Print all the rows below word for word, but leave out the pictures.
##### TASK MATERIAL
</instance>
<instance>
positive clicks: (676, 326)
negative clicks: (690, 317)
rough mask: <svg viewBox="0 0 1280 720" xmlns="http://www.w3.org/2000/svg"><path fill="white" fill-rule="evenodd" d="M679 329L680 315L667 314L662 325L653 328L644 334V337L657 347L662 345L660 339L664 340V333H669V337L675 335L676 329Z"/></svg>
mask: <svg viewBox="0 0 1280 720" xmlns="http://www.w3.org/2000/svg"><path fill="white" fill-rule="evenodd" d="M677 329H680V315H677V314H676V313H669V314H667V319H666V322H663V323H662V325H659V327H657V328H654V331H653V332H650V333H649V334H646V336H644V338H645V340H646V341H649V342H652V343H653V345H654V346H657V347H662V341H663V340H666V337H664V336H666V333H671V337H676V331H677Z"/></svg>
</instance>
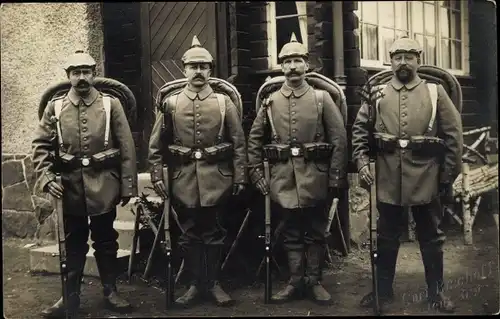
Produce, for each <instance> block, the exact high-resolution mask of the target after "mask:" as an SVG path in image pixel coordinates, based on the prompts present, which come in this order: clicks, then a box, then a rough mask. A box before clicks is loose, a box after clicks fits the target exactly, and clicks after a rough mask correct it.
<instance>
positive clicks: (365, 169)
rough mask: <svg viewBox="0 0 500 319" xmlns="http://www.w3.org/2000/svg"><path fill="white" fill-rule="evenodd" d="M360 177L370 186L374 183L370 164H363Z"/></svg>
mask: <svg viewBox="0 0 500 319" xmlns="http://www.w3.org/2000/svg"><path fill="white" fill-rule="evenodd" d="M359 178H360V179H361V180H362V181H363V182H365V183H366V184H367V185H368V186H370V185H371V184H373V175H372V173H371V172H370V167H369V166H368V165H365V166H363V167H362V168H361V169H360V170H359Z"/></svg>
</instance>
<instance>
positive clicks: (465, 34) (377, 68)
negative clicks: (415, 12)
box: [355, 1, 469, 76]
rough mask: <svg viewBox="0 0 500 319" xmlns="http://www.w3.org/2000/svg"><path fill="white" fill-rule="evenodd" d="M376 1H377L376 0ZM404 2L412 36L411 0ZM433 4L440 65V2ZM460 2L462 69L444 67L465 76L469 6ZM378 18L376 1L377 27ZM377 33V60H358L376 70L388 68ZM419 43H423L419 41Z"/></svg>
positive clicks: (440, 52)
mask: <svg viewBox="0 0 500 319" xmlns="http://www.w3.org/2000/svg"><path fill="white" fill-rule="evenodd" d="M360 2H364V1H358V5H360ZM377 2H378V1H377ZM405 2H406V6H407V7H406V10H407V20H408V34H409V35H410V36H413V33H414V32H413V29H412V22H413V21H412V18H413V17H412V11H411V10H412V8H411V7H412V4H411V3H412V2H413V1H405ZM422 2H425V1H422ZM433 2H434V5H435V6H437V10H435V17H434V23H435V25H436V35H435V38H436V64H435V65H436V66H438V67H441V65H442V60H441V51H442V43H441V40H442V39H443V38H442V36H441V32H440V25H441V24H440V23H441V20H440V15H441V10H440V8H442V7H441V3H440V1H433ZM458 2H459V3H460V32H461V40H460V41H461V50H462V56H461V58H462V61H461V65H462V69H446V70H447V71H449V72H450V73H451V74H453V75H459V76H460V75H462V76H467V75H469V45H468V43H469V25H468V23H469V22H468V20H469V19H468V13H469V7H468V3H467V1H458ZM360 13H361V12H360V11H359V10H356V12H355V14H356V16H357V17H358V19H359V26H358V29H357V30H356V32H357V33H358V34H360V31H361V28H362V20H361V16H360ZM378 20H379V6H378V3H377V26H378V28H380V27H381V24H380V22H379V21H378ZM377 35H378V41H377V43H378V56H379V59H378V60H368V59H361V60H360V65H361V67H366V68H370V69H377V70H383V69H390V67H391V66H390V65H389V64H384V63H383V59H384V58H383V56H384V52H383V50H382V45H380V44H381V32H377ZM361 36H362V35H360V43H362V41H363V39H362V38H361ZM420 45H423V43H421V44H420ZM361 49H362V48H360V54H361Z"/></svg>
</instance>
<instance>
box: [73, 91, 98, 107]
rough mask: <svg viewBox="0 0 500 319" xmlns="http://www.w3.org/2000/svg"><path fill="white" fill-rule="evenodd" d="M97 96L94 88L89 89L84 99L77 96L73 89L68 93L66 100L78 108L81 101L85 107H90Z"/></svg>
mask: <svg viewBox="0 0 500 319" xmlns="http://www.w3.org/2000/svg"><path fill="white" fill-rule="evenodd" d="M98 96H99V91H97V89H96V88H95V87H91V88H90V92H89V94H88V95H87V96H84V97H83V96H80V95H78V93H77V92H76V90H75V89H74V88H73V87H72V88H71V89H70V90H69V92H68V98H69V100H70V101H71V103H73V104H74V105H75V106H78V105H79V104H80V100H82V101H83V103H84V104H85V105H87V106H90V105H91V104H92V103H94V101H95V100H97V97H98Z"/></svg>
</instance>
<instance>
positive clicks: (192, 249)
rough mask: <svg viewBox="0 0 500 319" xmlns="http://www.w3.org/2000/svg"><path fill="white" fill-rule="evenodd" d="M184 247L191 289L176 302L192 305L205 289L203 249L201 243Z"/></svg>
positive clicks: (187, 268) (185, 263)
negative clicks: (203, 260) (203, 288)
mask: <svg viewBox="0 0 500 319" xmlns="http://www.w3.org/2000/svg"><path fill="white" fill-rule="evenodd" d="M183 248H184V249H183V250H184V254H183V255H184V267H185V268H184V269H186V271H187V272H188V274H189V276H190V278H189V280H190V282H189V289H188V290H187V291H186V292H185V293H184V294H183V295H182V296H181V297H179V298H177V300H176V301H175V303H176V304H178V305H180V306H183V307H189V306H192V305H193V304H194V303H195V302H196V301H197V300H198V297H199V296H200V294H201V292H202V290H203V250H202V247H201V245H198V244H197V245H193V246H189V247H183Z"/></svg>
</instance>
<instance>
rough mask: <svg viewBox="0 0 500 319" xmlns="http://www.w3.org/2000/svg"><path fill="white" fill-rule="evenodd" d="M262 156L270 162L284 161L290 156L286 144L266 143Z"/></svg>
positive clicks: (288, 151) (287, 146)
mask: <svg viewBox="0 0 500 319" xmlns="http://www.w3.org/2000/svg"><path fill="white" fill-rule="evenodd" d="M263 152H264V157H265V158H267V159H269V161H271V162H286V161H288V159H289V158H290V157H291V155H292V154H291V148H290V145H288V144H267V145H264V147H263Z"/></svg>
##########
→ **SOLVED EXERCISE**
</instance>
<instance>
positive clicks: (676, 326)
negative clicks: (690, 317)
rough mask: <svg viewBox="0 0 1280 720" xmlns="http://www.w3.org/2000/svg"><path fill="white" fill-rule="evenodd" d="M679 329L680 315L667 314L662 325L653 328L644 334V337L657 347L662 345L660 339L664 340V333H669V337L675 335L676 329Z"/></svg>
mask: <svg viewBox="0 0 1280 720" xmlns="http://www.w3.org/2000/svg"><path fill="white" fill-rule="evenodd" d="M677 329H680V315H677V314H676V313H669V314H667V319H666V322H663V323H662V325H659V327H657V328H654V331H653V332H650V333H649V334H646V336H644V338H645V340H646V341H649V342H652V343H653V345H654V346H657V347H662V341H663V340H666V337H664V336H666V333H671V337H676V331H677Z"/></svg>
</instance>
Produce, for each <instance> block, the exact high-resolution mask of the target after "mask:" as an SVG path in image pixel coordinates, based on the prompts present, which come in this order: clicks, then a box, then a rough mask. A box before clicks is loose, a box after clicks fits the target exactly, and clicks after a rough mask correct it.
<instance>
positive clicks: (365, 169)
rough mask: <svg viewBox="0 0 500 319" xmlns="http://www.w3.org/2000/svg"><path fill="white" fill-rule="evenodd" d="M360 177L370 186L374 183L370 164H363Z"/></svg>
mask: <svg viewBox="0 0 500 319" xmlns="http://www.w3.org/2000/svg"><path fill="white" fill-rule="evenodd" d="M359 178H360V179H361V180H362V181H363V182H365V183H366V184H367V185H368V186H370V185H371V184H373V175H372V173H371V172H370V167H369V166H368V165H365V166H363V167H362V168H361V169H360V170H359Z"/></svg>
</instance>
<instance>
positive clicks: (465, 34) (377, 68)
negative clicks: (415, 12)
box: [355, 1, 469, 76]
rough mask: <svg viewBox="0 0 500 319" xmlns="http://www.w3.org/2000/svg"><path fill="white" fill-rule="evenodd" d="M376 1H377L376 0ZM404 2L412 36L411 0ZM433 4L440 65V2ZM460 2L462 69L444 67L465 76L469 6ZM378 18L376 1L377 27ZM377 33V60H358L376 70L388 68ZM419 43H423L419 41Z"/></svg>
positive clicks: (440, 52)
mask: <svg viewBox="0 0 500 319" xmlns="http://www.w3.org/2000/svg"><path fill="white" fill-rule="evenodd" d="M360 2H364V1H358V5H360ZM377 2H378V1H377ZM405 2H406V6H407V7H406V10H407V20H408V34H409V35H410V36H413V33H414V32H413V29H412V22H413V21H412V18H413V17H412V11H411V10H412V8H411V7H412V4H411V3H412V2H413V1H405ZM422 2H425V1H422ZM433 2H434V5H435V6H437V10H435V17H434V23H435V25H436V35H435V38H436V64H435V65H436V66H438V67H441V65H442V60H441V51H442V43H441V40H442V39H443V38H442V36H441V32H440V25H441V24H440V23H441V20H440V15H441V10H440V8H442V7H441V3H440V1H433ZM458 2H459V3H460V32H461V40H460V41H461V50H462V56H461V58H462V61H461V65H462V69H446V70H447V71H449V72H450V73H451V74H453V75H459V76H460V75H462V76H467V75H469V45H468V43H469V25H468V23H469V22H468V20H469V19H468V13H469V7H468V3H467V1H458ZM360 13H361V12H360V11H359V10H356V12H355V14H356V16H357V17H358V19H359V26H358V29H357V30H356V32H357V33H358V34H360V31H361V28H362V20H361V16H360ZM378 20H379V6H378V3H377V26H378V28H380V27H381V24H380V22H379V21H378ZM377 35H378V41H377V43H378V56H379V59H378V60H368V59H361V60H360V65H361V67H366V68H370V69H377V70H383V69H390V67H391V66H390V65H389V64H384V63H383V59H384V58H383V56H384V52H383V50H382V45H380V44H381V32H377ZM361 36H362V35H360V43H362V41H363V39H362V38H361ZM420 45H423V43H421V44H420ZM361 49H362V48H360V54H361Z"/></svg>
</instance>
<instance>
box: [73, 91, 98, 107]
rough mask: <svg viewBox="0 0 500 319" xmlns="http://www.w3.org/2000/svg"><path fill="white" fill-rule="evenodd" d="M97 96L94 88L89 89L84 99L77 96L73 89L68 93L66 100L78 108L81 101L85 107H90Z"/></svg>
mask: <svg viewBox="0 0 500 319" xmlns="http://www.w3.org/2000/svg"><path fill="white" fill-rule="evenodd" d="M98 96H99V91H97V89H96V88H95V87H91V88H90V92H89V94H88V95H87V96H84V97H83V96H80V95H78V93H77V92H76V90H75V89H74V88H73V87H72V88H71V89H70V90H69V92H68V98H69V100H70V101H71V103H73V104H74V105H75V106H78V105H79V104H80V100H82V101H83V103H84V104H85V105H87V106H90V105H91V104H92V103H94V101H95V100H97V97H98Z"/></svg>
</instance>
<instance>
positive clicks: (192, 249)
rough mask: <svg viewBox="0 0 500 319" xmlns="http://www.w3.org/2000/svg"><path fill="white" fill-rule="evenodd" d="M184 247L191 289L176 302L192 305L205 289L203 249L201 243Z"/></svg>
positive clicks: (187, 268) (185, 263)
negative clicks: (203, 260) (203, 288)
mask: <svg viewBox="0 0 500 319" xmlns="http://www.w3.org/2000/svg"><path fill="white" fill-rule="evenodd" d="M183 248H184V249H183V250H184V254H183V255H184V267H185V268H184V269H186V271H187V272H188V274H189V276H190V278H189V280H190V282H189V289H188V290H187V291H186V292H185V293H184V294H183V295H182V296H181V297H179V298H177V300H176V301H175V303H176V304H178V305H180V306H183V307H189V306H192V305H193V304H194V303H195V302H196V301H197V300H198V297H199V296H200V294H201V292H202V290H203V250H202V247H201V245H198V244H197V245H193V246H189V247H183Z"/></svg>
</instance>
<instance>
rough mask: <svg viewBox="0 0 500 319" xmlns="http://www.w3.org/2000/svg"><path fill="white" fill-rule="evenodd" d="M262 156L270 162L284 161L290 156L286 144L266 143Z"/></svg>
positive clicks: (288, 151) (287, 146)
mask: <svg viewBox="0 0 500 319" xmlns="http://www.w3.org/2000/svg"><path fill="white" fill-rule="evenodd" d="M263 152H264V157H265V158H267V159H269V161H271V162H286V161H288V159H289V158H290V157H291V155H292V154H291V148H290V145H288V144H267V145H264V147H263Z"/></svg>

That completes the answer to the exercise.